**READING PASSAGE:**
++++++

5 Replies Latest reply on Feb 14, 2014 5:41 AM by aazmp

    VGPRs as intermediate storage

    aazmp

      how to prevent usage of VGPRs for storing intermediate data, that compiler find to be useful in future?

       

      example:

       

      In my program each kernels stores 8x8 pixel(8bit) data to Local memory; pixels are packed into uchar4 by 4.

      position of quadropixel is   array_in_LDS[get_local_size(0)*qpixel_num + get_local_id(0)]

       

      At some time i place them in local memory and after some time load from local memory.

      between these two times compiler stores each index in VGPR => 16 vgprs are used in this example

       

      There is a workaround:

      if at store time calculate index differently, for example mad24(get_local_size(0), qpixel_num, get_local_id(0)),

      then no additional VGPRs are used

       

      Calculating index is ~5 ticks or even 1 with mad24, while VGPRs are always expensive.

      Are there any solutions to prevent storing such easy calculated data without fooling compiler? Maybe some directive or some option to clBuildProgram?

        • Re: VGPRs as intermediate storage
          realhet

          I also had to use this trick and I'm quiet sure that this behaviour is uncontrollable at the OpenCL level. Because all these register allocations and optimizations are handled by the AMD_IL compiler and there are no way to say it in AMD_IL that a particular intermediate calculation can be stored in regs or must be recalculated every time.

          The mul24 trick is cool. In my problem I had to 'OR' the data with a 0 which was on a constant buffer.

            • Re: VGPRs as intermediate storage
              aazmp

              Thanks!

               

              P.S.

              VGPR usage is strange for every piece of code and jumps up and down unpredictably.

++++++

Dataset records
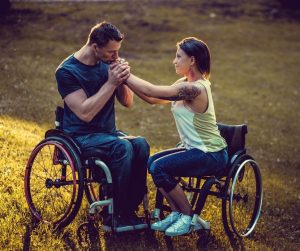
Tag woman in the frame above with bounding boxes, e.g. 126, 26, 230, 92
126, 37, 228, 236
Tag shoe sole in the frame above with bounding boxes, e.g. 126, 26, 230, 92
103, 226, 135, 233
133, 223, 149, 230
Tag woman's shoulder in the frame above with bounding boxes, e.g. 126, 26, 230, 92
172, 77, 186, 85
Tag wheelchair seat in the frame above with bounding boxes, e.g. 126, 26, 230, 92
152, 123, 263, 237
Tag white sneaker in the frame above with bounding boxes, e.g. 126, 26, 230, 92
151, 212, 181, 231
191, 214, 210, 231
165, 214, 192, 236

++++++

**WHAT YOU SHOULD DO:** Reproduce the forum thread on VGPRs as intermediate storage in full, word for word. The records are material separate from the forum thread.

**SOLUTION:**
5 Replies Latest reply on Feb 14, 2014 5:41 AM by aazmp

    VGPRs as intermediate storage

    aazmp

      how to prevent usage of VGPRs for storing intermediate data, that compiler find to be useful in future?

       

      example:

       

      In my program each kernels stores 8x8 pixel(8bit) data to Local memory; pixels are packed into uchar4 by 4.

      position of quadropixel is   array_in_LDS[get_local_size(0)*qpixel_num + get_local_id(0)]

       

      At some time i place them in local memory and after some time load from local memory.

      between these two times compiler stores each index in VGPR => 16 vgprs are used in this example

       

      There is a workaround:

      if at store time calculate index differently, for example mad24(get_local_size(0), qpixel_num, get_local_id(0)),

      then no additional VGPRs are used

       

      Calculating index is ~5 ticks or even 1 with mad24, while VGPRs are always expensive.

      Are there any solutions to prevent storing such easy calculated data without fooling compiler? Maybe some directive or some option to clBuildProgram?

        • Re: VGPRs as intermediate storage
          realhet

          I also had to use this trick and I'm quiet sure that this behaviour is uncontrollable at the OpenCL level. Because all these register allocations and optimizations are handled by the AMD_IL compiler and there are no way to say it in AMD_IL that a particular intermediate calculation can be stored in regs or must be recalculated every time.

          The mul24 trick is cool. In my problem I had to 'OR' the data with a 0 which was on a constant buffer.

            • Re: VGPRs as intermediate storage
              aazmp

              Thanks!

               

              P.S.

              VGPR usage is strange for every piece of code and jumps up and down unpredictably.